**Direction**
Put every line of the material below into a numbered list, skipping blank lines and leaving out the pictures.

**Material held in a dataset**
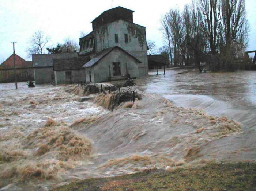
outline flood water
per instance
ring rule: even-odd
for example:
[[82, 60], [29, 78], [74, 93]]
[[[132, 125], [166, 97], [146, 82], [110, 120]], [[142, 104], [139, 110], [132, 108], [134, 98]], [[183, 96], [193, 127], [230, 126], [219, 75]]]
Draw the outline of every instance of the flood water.
[[[80, 179], [153, 168], [186, 167], [212, 160], [254, 160], [256, 72], [200, 74], [190, 70], [177, 74], [187, 71], [151, 73], [136, 80], [142, 99], [130, 103], [132, 108], [113, 111], [100, 106], [108, 103], [110, 94], [101, 96], [101, 100], [92, 95], [90, 100], [80, 102], [82, 96], [73, 93], [80, 87], [75, 85], [28, 89], [22, 83], [16, 90], [14, 84], [0, 84], [0, 152], [7, 156], [0, 163], [6, 172], [0, 171], [0, 188], [45, 190]], [[84, 117], [93, 120], [83, 122]], [[65, 161], [58, 158], [54, 153], [59, 150], [37, 134], [49, 118], [57, 125], [46, 129], [64, 129], [89, 140], [92, 153]], [[30, 135], [36, 135], [32, 147], [27, 144]], [[42, 144], [49, 151], [35, 154]], [[54, 178], [38, 180], [32, 170], [39, 168]], [[55, 169], [59, 169], [53, 171]], [[22, 175], [25, 172], [29, 182]]]
[[[184, 71], [188, 72], [177, 74]], [[167, 70], [165, 75], [162, 71], [160, 75], [156, 73], [150, 73], [150, 76], [140, 82], [146, 85], [146, 92], [160, 94], [178, 106], [203, 109], [208, 114], [226, 116], [241, 123], [243, 133], [216, 141], [223, 142], [212, 147], [226, 152], [227, 148], [231, 151], [241, 146], [252, 149], [251, 146], [255, 146], [256, 71], [199, 73], [184, 70]], [[255, 149], [253, 147], [253, 152]], [[251, 157], [245, 155], [244, 159]]]

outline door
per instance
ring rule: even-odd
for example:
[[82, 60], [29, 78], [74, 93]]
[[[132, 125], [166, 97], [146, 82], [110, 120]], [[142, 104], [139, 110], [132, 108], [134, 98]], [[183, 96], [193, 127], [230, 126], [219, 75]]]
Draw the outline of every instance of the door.
[[72, 73], [71, 71], [66, 72], [66, 83], [72, 83]]

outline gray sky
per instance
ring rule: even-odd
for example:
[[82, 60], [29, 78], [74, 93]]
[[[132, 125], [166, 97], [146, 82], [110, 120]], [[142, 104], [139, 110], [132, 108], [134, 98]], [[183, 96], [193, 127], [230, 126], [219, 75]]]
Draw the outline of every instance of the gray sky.
[[[49, 45], [55, 46], [67, 37], [78, 42], [80, 32], [92, 31], [90, 22], [104, 11], [111, 8], [112, 0], [1, 0], [0, 62], [12, 54], [11, 42], [16, 42], [15, 52], [27, 60], [26, 48], [36, 31], [44, 31], [51, 38]], [[163, 46], [161, 16], [172, 8], [182, 9], [191, 0], [113, 0], [113, 8], [131, 9], [135, 23], [146, 27], [147, 39]], [[256, 1], [245, 0], [249, 32], [248, 50], [256, 50]]]

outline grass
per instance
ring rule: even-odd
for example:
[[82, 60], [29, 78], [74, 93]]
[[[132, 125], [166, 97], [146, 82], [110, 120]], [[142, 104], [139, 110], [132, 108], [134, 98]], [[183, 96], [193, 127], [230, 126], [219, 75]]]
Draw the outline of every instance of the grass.
[[93, 178], [53, 189], [68, 190], [255, 190], [256, 164], [211, 163], [196, 168], [150, 170]]

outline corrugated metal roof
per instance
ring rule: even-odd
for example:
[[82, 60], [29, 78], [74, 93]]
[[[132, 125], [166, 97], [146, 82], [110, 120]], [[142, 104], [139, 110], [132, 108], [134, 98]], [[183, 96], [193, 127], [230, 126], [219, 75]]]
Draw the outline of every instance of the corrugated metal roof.
[[149, 62], [153, 61], [164, 64], [168, 64], [169, 63], [169, 61], [168, 59], [162, 54], [148, 55], [147, 58], [148, 61]]
[[52, 67], [53, 66], [52, 60], [53, 59], [69, 58], [78, 56], [78, 53], [76, 52], [33, 54], [33, 67]]
[[135, 57], [131, 55], [129, 53], [127, 52], [126, 51], [124, 50], [121, 48], [120, 47], [118, 46], [114, 46], [111, 47], [110, 48], [109, 48], [103, 50], [102, 51], [100, 52], [98, 54], [97, 54], [96, 56], [93, 58], [89, 62], [87, 62], [84, 66], [83, 67], [91, 67], [93, 66], [95, 64], [97, 63], [102, 58], [105, 57], [106, 55], [109, 54], [110, 52], [115, 48], [118, 48], [120, 50], [123, 51], [125, 54], [127, 54], [129, 56], [131, 57], [133, 59], [135, 60], [136, 62], [138, 63], [142, 63], [141, 61], [138, 60]]
[[83, 69], [83, 66], [90, 60], [89, 56], [54, 59], [53, 70], [66, 70]]

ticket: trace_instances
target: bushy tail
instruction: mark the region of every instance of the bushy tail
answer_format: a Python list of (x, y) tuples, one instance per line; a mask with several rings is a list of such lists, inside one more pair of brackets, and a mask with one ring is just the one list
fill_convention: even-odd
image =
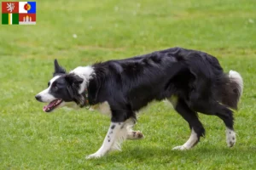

**Solution**
1. outline flood water
2. per instance
3. ring rule: even-odd
4. for example:
5. [[82, 60], [29, 78], [74, 93]]
6. [[[132, 125], [166, 97], [146, 82], [110, 120]], [[142, 104], [139, 110], [132, 108], [134, 98]], [[183, 96], [193, 127], [230, 126], [219, 75]]]
7. Draw the outline of every instance of the flood water.
8. [[[80, 179], [153, 168], [186, 167], [212, 160], [254, 160], [256, 72], [200, 74], [190, 70], [177, 74], [187, 71], [151, 73], [136, 80], [142, 99], [130, 103], [132, 108], [113, 111], [100, 106], [108, 103], [110, 94], [101, 96], [101, 100], [92, 95], [90, 100], [80, 102], [82, 96], [73, 93], [80, 87], [75, 85], [28, 89], [22, 83], [16, 90], [14, 84], [0, 84], [0, 152], [7, 156], [0, 163], [6, 172], [0, 171], [0, 188], [45, 190]], [[84, 117], [93, 120], [83, 122]], [[65, 161], [58, 158], [54, 153], [59, 150], [37, 134], [49, 118], [57, 125], [46, 129], [64, 129], [89, 140], [92, 153]], [[30, 135], [36, 135], [32, 147], [27, 144]], [[42, 144], [49, 151], [35, 154]], [[54, 178], [38, 180], [32, 170], [39, 168]], [[55, 169], [59, 169], [53, 171]], [[22, 175], [25, 172], [29, 182]]]
9. [[[184, 71], [188, 72], [177, 74]], [[167, 70], [165, 75], [162, 71], [160, 75], [156, 73], [150, 73], [150, 76], [140, 82], [146, 85], [146, 92], [160, 94], [178, 106], [203, 109], [208, 114], [226, 116], [241, 123], [243, 133], [216, 141], [223, 142], [212, 147], [226, 152], [227, 148], [231, 151], [241, 146], [252, 149], [251, 146], [255, 146], [256, 71], [199, 73], [184, 70]], [[255, 149], [253, 147], [253, 152]], [[251, 157], [245, 155], [244, 159]]]
10. outline door
11. per instance
12. ring rule: even-odd
13. for example:
14. [[82, 60], [29, 78], [74, 93]]
15. [[[132, 125], [166, 97], [146, 82], [110, 120]], [[142, 104], [139, 110], [132, 108], [134, 98]], [[183, 96], [193, 127], [230, 126], [219, 75]]]
16. Draw the outline of every instance of the door.
17. [[72, 73], [71, 71], [66, 72], [66, 83], [72, 83]]
18. outline gray sky
19. per instance
20. ring rule: even-odd
21. for example:
22. [[82, 60], [29, 78], [74, 93]]
23. [[[132, 125], [166, 97], [146, 82], [110, 120]], [[142, 104], [139, 110], [132, 108], [134, 98]], [[183, 96], [193, 127], [230, 126], [219, 75]]]
24. Draw the outline of every instance of the gray sky.
25. [[[49, 45], [55, 46], [67, 37], [78, 42], [80, 32], [92, 31], [90, 22], [104, 11], [111, 8], [112, 0], [1, 0], [0, 62], [12, 54], [11, 42], [16, 42], [15, 52], [27, 60], [26, 48], [36, 31], [44, 31], [51, 38]], [[163, 46], [161, 16], [172, 8], [182, 9], [191, 0], [113, 0], [113, 8], [131, 9], [135, 23], [146, 27], [147, 39]], [[256, 1], [245, 0], [249, 32], [248, 50], [256, 50]]]
26. outline grass
27. per instance
28. ring rule: even-odd
29. for example:
30. [[82, 60], [29, 78], [74, 93]]
31. [[[132, 125], [166, 97], [146, 82], [110, 120]], [[142, 104], [139, 110], [132, 108], [134, 98]], [[183, 96], [193, 127], [230, 126], [219, 75]]]
32. Draw the outline of every instance of the grass.
33. [[93, 178], [53, 189], [68, 190], [255, 190], [256, 164], [211, 163], [196, 168], [150, 170]]
34. outline corrugated metal roof
35. per instance
36. ring rule: even-odd
37. for example:
38. [[82, 60], [29, 78], [74, 93]]
39. [[[132, 125], [166, 97], [146, 82], [110, 120]], [[142, 104], [139, 110], [132, 108], [134, 98]], [[183, 96], [193, 127], [230, 126], [219, 75]]]
40. Draw the outline of every instance of the corrugated metal roof.
41. [[149, 62], [153, 61], [164, 64], [168, 64], [169, 63], [169, 61], [168, 59], [162, 54], [148, 55], [147, 58], [148, 61]]
42. [[52, 67], [53, 66], [52, 60], [53, 59], [69, 58], [78, 56], [78, 53], [76, 52], [33, 54], [33, 67]]
43. [[135, 57], [131, 55], [129, 53], [127, 52], [126, 51], [124, 50], [121, 48], [120, 47], [118, 46], [114, 46], [111, 47], [110, 48], [109, 48], [103, 50], [102, 51], [100, 52], [98, 54], [97, 54], [96, 56], [93, 58], [89, 62], [87, 62], [84, 66], [83, 67], [91, 67], [93, 66], [95, 64], [97, 63], [102, 58], [105, 57], [106, 55], [109, 54], [110, 52], [115, 48], [118, 48], [120, 50], [123, 51], [125, 54], [127, 54], [129, 56], [131, 57], [133, 59], [135, 60], [136, 62], [138, 63], [142, 63], [141, 61], [138, 60]]
44. [[83, 69], [83, 66], [90, 60], [89, 56], [54, 59], [53, 70], [66, 70]]
45. ticket: trace_instances
46. target: bushy tail
47. instruction: mark the region of every instance of the bushy tail
48. answer_format: a Python list of (x, y) tuples, one instance per line; a mask with several rings is a list of such lists, inside one more pair of brackets, and a mask with one ring is just the one list
49. fill_convention: even-odd
50. image =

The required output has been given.